• _What you have to do_
Include in the output the line containing "of the cluster" and each subsequent line of the records, through the end, transcribed exactly. Add nothing else.

[Opening Listed records section]

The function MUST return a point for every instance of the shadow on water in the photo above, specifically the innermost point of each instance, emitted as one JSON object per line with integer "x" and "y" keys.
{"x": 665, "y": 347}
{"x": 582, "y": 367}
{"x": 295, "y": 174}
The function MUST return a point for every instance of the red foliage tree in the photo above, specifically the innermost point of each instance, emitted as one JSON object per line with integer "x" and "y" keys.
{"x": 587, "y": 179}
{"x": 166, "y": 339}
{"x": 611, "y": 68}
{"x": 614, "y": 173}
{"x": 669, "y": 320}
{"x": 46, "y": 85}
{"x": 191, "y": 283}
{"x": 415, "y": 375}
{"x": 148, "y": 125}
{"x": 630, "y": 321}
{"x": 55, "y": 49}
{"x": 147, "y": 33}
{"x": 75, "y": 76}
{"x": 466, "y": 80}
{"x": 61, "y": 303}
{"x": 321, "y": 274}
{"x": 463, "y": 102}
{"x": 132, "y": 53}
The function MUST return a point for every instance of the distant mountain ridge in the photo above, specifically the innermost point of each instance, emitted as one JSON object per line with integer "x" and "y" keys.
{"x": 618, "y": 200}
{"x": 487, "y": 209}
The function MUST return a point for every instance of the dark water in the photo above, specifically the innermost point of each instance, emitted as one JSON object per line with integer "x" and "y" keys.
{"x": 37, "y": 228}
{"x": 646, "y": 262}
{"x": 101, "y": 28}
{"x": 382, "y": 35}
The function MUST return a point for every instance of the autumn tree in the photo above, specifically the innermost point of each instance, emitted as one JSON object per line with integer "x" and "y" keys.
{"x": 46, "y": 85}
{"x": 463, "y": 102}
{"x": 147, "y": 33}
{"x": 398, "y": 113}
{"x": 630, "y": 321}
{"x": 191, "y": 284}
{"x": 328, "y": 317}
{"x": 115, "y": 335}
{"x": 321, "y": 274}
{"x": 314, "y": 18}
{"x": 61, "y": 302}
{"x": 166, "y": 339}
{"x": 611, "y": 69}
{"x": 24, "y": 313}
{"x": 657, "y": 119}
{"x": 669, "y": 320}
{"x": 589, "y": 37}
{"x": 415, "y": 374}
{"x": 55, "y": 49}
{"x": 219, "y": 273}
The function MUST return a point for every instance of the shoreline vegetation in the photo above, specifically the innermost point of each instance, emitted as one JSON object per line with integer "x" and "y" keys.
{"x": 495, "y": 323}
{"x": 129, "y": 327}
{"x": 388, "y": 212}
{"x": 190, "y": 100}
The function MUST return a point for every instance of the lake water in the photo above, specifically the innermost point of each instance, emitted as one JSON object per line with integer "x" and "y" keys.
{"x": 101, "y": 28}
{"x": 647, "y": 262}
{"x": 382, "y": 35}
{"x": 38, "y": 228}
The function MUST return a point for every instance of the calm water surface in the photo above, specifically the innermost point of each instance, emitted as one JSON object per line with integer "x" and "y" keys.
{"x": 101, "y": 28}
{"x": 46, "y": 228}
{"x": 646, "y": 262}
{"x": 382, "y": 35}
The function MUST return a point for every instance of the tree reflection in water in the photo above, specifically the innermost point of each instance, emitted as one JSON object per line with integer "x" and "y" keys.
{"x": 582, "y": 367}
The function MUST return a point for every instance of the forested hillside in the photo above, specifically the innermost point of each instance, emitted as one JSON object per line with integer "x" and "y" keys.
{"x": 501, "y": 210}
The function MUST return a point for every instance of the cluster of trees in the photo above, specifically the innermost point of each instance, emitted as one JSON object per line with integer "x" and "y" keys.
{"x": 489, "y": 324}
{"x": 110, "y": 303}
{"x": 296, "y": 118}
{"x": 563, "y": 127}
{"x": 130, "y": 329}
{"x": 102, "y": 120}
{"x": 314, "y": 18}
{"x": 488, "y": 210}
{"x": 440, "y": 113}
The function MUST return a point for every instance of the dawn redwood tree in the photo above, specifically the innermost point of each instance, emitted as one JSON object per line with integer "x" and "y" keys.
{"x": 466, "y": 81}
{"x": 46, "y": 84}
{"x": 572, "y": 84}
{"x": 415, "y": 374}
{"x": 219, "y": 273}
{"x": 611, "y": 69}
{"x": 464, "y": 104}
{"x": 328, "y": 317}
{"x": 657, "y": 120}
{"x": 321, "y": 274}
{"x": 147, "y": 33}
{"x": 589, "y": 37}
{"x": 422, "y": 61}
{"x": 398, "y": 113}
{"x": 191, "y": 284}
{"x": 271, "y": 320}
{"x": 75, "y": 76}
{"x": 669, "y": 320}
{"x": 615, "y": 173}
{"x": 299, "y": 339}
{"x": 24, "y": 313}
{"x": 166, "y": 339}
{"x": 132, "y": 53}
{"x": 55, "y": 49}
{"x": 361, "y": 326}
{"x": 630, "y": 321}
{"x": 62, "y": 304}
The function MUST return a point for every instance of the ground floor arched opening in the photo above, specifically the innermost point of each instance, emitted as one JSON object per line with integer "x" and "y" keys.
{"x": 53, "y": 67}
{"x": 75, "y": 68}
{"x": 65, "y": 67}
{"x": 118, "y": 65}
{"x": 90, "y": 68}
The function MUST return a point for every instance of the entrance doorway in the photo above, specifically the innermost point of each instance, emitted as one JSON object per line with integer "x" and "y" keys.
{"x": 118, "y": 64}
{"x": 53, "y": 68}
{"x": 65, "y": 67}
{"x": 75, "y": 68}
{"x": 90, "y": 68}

[Closing Listed records section]

• _Answer section_
The function MUST return a point for every instance of the cluster of trees in the photo above, specifically the innermost point of each instance, emitted as one JSON object per line with integer "x" and "y" keys.
{"x": 489, "y": 324}
{"x": 110, "y": 303}
{"x": 296, "y": 118}
{"x": 563, "y": 127}
{"x": 130, "y": 329}
{"x": 102, "y": 120}
{"x": 314, "y": 18}
{"x": 488, "y": 210}
{"x": 440, "y": 113}
The function MUST return a point for every instance of the dawn redwood tree in the photo above, specifically the innermost point of each instance, emitted as one JSON object per line with integer "x" and "y" keys.
{"x": 466, "y": 81}
{"x": 46, "y": 84}
{"x": 572, "y": 84}
{"x": 415, "y": 374}
{"x": 219, "y": 273}
{"x": 611, "y": 69}
{"x": 464, "y": 104}
{"x": 328, "y": 317}
{"x": 657, "y": 120}
{"x": 321, "y": 274}
{"x": 147, "y": 33}
{"x": 589, "y": 37}
{"x": 422, "y": 61}
{"x": 398, "y": 113}
{"x": 191, "y": 284}
{"x": 271, "y": 320}
{"x": 75, "y": 76}
{"x": 669, "y": 320}
{"x": 615, "y": 173}
{"x": 299, "y": 339}
{"x": 24, "y": 313}
{"x": 166, "y": 339}
{"x": 132, "y": 53}
{"x": 55, "y": 49}
{"x": 361, "y": 326}
{"x": 630, "y": 321}
{"x": 62, "y": 304}
The function MUST return a point for every instance of the ground floor arched opening in the photo above, specifically the innermost point of each instance, emitted as one JSON object per line with integer "x" and "y" keys.
{"x": 53, "y": 67}
{"x": 75, "y": 68}
{"x": 65, "y": 67}
{"x": 118, "y": 65}
{"x": 90, "y": 68}
The function MUST return a point for every instance of the entrance doorway in the photo above, specifically the innermost point of each instance, emitted as one JSON object per line with integer "x" and "y" keys.
{"x": 118, "y": 64}
{"x": 53, "y": 68}
{"x": 65, "y": 67}
{"x": 75, "y": 68}
{"x": 90, "y": 68}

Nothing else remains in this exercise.